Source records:
>>>>

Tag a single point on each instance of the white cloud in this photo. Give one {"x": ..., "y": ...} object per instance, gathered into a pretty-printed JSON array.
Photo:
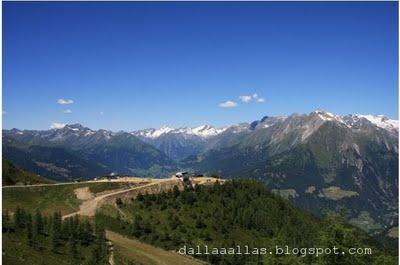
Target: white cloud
[
  {"x": 245, "y": 99},
  {"x": 257, "y": 98},
  {"x": 62, "y": 101},
  {"x": 228, "y": 104},
  {"x": 57, "y": 125}
]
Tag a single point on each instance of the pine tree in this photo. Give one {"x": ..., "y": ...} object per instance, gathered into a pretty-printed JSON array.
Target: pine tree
[
  {"x": 29, "y": 230},
  {"x": 56, "y": 232},
  {"x": 6, "y": 221},
  {"x": 72, "y": 246},
  {"x": 19, "y": 218},
  {"x": 39, "y": 224}
]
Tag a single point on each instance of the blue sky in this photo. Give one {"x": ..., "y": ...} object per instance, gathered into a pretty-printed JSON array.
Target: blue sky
[{"x": 133, "y": 65}]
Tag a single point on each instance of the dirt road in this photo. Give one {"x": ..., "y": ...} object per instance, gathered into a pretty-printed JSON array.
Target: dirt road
[{"x": 89, "y": 206}]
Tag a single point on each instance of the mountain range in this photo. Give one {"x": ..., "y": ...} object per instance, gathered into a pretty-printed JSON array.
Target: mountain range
[{"x": 321, "y": 161}]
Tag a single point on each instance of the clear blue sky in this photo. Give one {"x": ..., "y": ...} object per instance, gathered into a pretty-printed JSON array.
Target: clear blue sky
[{"x": 149, "y": 64}]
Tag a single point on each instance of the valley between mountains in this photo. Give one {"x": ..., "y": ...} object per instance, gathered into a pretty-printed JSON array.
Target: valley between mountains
[{"x": 320, "y": 161}]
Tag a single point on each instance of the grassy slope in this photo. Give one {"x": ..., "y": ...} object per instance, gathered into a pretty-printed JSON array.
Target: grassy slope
[
  {"x": 243, "y": 213},
  {"x": 141, "y": 253},
  {"x": 15, "y": 176},
  {"x": 51, "y": 198},
  {"x": 17, "y": 252}
]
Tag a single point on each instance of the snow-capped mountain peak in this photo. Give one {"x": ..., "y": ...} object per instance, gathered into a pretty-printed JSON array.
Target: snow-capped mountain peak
[
  {"x": 203, "y": 131},
  {"x": 379, "y": 120}
]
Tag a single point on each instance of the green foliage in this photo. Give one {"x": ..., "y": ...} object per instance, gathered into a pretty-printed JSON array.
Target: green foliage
[
  {"x": 51, "y": 240},
  {"x": 15, "y": 176},
  {"x": 238, "y": 213}
]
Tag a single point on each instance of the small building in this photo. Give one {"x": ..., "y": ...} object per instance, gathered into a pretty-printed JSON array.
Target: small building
[{"x": 184, "y": 175}]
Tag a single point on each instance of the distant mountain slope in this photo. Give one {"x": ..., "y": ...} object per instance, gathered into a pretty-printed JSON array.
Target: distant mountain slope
[
  {"x": 179, "y": 143},
  {"x": 12, "y": 175},
  {"x": 78, "y": 152},
  {"x": 321, "y": 161},
  {"x": 239, "y": 213}
]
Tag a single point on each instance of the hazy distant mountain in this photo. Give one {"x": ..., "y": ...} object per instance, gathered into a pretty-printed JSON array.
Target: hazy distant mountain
[
  {"x": 180, "y": 143},
  {"x": 79, "y": 152},
  {"x": 319, "y": 160}
]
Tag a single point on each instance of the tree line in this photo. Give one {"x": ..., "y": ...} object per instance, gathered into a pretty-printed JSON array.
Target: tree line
[{"x": 79, "y": 241}]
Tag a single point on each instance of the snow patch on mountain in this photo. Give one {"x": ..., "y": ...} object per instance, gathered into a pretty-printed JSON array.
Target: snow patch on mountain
[
  {"x": 381, "y": 121},
  {"x": 203, "y": 131}
]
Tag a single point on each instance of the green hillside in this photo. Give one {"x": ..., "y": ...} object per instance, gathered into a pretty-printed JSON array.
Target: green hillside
[
  {"x": 15, "y": 176},
  {"x": 52, "y": 198},
  {"x": 34, "y": 239},
  {"x": 239, "y": 213}
]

<<<<

• Task objective:
In the entries, find the line containing "Tag a single point on each instance of the hazy" and output it and all remaining lines exactly.

• Written solution:
Tag a single point on each instance of the hazy distant mountain in this photo. Give one {"x": ..., "y": ...} object per instance, gathered into a pretty-printed JSON array.
Target: hazy distant mountain
[
  {"x": 180, "y": 143},
  {"x": 79, "y": 152},
  {"x": 319, "y": 160}
]
Tag a single point on each instance of the tree line in this photo. Give one {"x": ..., "y": ...} object per instance, gathered into a pretty-printed JSON array.
Target: tree line
[{"x": 79, "y": 241}]
Tag a single point on each instance of the snow patch on mountain in this photo. Give one {"x": ..., "y": ...} object per instance, gathered into a pretty-printed JSON array.
Target: snow patch on mountain
[
  {"x": 381, "y": 121},
  {"x": 203, "y": 131}
]
Tag a single point on each instance of the green hillside in this photo. Give one {"x": ..., "y": ...} object per instance, gathered into a pretty-printed JSON array.
Target: green hillside
[
  {"x": 15, "y": 176},
  {"x": 52, "y": 198},
  {"x": 34, "y": 239},
  {"x": 239, "y": 213}
]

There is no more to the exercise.